:: TRECHO SELECIONADO

À noite, as equipes apresentaram uma releitura da poesia de Eliot antes citada. Foi um espetáculo de criatividade e alegria.

Tocar com as mãos. Alguns alunos quando viram que teríamos missa todos os dias perguntaram se era facultativo ou obrigatória a participação e foram desafiados a chegarem a uma conclusão. Dissemos a eles que, quando experimentamos algo bom, queremos que não acabe; se o dia era cheio de novidade e deixava a todos felizes, por que não participar e ver o que significava aquele gesto também? E aceitaram! No final, três desses colegiais, perguntaram como poderiam fazer para receber a Eucaristia. Eis o cêntuplo!
Na assembleia final, era evidente que éramos os mesmos, mas todos diferentes. Agustin, mais uma vez, disse que se no primeiro dia parecia estarmos juntos há três dias no sítio, ao final, após os quatro dias, parecia estarmos ali há um mês, porque se sentia em casa, pois tudo era muito familiar e próximo.

::::
:: EXTRATOS DO MATERIAL

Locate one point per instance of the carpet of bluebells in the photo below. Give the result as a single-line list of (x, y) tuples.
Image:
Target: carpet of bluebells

::::
:: EXTRATOS DO MATERIAL

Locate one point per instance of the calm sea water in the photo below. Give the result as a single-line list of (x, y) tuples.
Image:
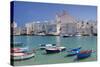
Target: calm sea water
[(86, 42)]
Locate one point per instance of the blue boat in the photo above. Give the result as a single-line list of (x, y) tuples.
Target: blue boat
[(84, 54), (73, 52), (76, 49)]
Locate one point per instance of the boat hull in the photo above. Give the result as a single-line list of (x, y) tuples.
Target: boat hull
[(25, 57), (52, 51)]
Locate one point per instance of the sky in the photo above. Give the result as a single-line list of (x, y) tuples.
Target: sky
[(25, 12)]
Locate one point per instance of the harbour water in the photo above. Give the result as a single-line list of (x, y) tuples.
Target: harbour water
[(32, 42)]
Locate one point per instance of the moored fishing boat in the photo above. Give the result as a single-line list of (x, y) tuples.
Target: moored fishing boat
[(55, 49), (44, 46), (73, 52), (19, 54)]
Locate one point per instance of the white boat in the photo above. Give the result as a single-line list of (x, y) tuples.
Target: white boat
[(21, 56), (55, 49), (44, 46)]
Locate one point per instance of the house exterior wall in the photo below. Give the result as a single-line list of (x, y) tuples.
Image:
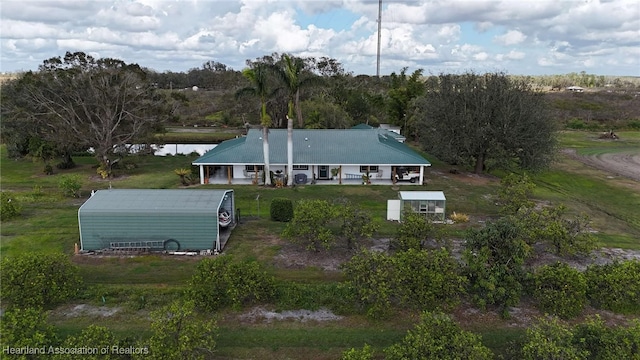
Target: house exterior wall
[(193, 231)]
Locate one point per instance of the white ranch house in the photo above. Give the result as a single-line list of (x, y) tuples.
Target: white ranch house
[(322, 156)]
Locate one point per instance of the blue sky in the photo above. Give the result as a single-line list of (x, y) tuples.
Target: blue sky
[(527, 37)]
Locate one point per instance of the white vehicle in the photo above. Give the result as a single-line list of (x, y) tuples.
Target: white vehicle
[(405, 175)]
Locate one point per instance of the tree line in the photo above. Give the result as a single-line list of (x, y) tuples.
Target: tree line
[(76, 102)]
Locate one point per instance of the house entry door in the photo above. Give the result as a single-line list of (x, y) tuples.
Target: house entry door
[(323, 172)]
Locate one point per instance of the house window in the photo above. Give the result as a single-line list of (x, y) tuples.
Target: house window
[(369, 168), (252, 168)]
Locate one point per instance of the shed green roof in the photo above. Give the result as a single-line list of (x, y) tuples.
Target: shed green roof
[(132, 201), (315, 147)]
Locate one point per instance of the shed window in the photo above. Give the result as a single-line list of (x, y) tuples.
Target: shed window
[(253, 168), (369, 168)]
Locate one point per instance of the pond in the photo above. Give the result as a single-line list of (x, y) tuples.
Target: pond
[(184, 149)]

::::

#### PARTES DO EXERCÍCIO
1. No trecho selecionado, quantos colegiais perguntaram, no final, como poderiam receber a Eucaristia?
2. Repita do trecho selecionado a passagem que começa em "Na assembleia final, era" e termina em "familiar e próximo.", sem mudar nada.

#### RESPOSTAS POR TAREFA
1. Três.

2.
Na assembleia final, era evidente que éramos os mesmos, mas todos diferentes. Agustin, mais uma vez, disse que se no primeiro dia parecia estarmos juntos há três dias no sítio, ao final, após os quatro dias, parecia estarmos ali há um mês, porque se sentia em casa, pois tudo era muito familiar e próximo.